[Begin Provided records]

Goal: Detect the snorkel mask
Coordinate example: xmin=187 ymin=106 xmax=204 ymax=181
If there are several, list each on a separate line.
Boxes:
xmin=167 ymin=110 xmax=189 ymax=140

[End Provided records]

Aim of the exercise
Copy out each of the entries above verbatim, line for line.

Written solution
Goal: Detect the snorkel mask
Coordinate example: xmin=187 ymin=106 xmax=204 ymax=181
If there are several, list each on a separate line.
Boxes:
xmin=167 ymin=110 xmax=189 ymax=140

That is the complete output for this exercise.